**** EXTRACT PROVIDED ****

Zamora wanted to get Tears in his studio immediately, but they'd met in the times of COVID-19, and as a new mother, Alicea was especially reluctant to agree to meet. Eventually, with caution, Alicea decided the meet-up was most likely in her best interest.

“I didn't know anyone, and I wanted to make music with other people instead of just doing it in my room,” she says.

She soon left Haslet for Dallas and started along her current trajectory, considering music seriously as a potential career.

Her latest output is a music video filmed at Lake Cliff Park, “Enuffa U,” which takes a humorous approach to a classic tale of brokenheartedness. The video shows Tears tearing up over a relationship with a garbage can. In the end, she finally ditches the trash for good and leaves with an alleyway dumpster.

“There’s a song on Sesame Street where Oscar the Grouch sings ‘I love trash’, and I was like, ‘That’s my ex!" she says.

With that idea, Zamora had the bare bones for the music video's concept. Paired with Alicea’s somber singing, it makes for an intriguing visual.

****

> **BRIEF**
In the article about the musician Tears, where was the music video for "Enuffa U" filmed?

**** DATA SHOWN ****

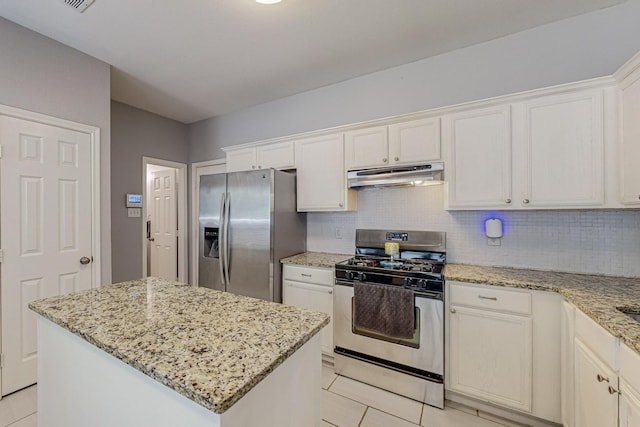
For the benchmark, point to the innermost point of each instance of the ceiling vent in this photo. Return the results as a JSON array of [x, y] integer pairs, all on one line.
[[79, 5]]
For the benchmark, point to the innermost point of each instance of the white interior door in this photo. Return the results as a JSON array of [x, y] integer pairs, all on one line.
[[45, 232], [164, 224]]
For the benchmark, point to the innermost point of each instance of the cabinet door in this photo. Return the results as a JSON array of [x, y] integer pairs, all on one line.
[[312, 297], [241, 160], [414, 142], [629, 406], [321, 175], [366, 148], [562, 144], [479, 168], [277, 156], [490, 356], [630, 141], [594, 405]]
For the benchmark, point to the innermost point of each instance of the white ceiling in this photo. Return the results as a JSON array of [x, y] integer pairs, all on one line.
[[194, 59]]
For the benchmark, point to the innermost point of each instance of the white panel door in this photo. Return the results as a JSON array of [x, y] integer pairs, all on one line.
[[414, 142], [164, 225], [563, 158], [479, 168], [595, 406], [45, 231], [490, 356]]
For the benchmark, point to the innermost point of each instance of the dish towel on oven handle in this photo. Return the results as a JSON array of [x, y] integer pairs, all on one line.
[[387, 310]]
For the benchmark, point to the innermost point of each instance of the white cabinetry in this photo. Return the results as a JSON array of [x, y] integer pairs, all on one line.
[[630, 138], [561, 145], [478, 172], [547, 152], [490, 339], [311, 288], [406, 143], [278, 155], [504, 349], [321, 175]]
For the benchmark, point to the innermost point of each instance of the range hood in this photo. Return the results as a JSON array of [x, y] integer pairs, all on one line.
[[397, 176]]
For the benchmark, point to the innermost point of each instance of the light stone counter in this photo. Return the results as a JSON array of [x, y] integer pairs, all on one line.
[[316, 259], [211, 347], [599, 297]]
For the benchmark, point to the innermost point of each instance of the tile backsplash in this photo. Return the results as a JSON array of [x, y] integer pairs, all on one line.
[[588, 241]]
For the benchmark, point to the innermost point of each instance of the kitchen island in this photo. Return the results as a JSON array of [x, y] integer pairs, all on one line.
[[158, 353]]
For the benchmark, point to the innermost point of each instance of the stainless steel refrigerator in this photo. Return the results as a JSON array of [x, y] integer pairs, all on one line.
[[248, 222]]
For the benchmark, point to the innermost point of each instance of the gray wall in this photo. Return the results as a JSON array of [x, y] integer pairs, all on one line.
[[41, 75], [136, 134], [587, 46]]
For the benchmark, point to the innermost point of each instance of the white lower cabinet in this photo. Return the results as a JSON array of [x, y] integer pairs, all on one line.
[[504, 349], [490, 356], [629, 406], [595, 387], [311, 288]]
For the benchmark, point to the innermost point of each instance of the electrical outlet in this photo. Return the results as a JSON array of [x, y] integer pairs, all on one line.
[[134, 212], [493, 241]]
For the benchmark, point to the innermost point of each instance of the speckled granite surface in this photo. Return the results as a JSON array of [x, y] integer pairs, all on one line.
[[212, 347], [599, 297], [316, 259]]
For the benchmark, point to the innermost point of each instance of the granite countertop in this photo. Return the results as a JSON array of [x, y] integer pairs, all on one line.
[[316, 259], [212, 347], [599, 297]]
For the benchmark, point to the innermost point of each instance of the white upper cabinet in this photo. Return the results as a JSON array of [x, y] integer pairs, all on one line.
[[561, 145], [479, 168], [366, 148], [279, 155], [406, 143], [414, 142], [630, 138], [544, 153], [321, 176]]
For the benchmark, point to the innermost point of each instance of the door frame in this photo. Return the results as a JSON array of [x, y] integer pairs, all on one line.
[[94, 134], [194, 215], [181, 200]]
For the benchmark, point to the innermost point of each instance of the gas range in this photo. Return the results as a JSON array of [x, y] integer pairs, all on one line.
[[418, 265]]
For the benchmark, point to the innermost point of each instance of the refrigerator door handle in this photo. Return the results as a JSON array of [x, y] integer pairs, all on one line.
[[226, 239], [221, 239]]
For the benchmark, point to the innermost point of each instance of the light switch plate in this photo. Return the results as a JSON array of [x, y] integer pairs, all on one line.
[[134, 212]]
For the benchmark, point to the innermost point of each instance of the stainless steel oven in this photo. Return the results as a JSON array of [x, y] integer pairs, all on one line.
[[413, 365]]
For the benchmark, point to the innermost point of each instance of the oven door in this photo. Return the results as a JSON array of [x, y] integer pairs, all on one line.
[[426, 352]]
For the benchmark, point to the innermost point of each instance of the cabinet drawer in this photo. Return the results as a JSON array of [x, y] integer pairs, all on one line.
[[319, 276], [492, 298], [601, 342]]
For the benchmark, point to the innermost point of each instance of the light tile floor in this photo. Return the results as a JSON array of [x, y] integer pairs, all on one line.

****

> **SOLUTION TO THIS TASK**
Lake Cliff Park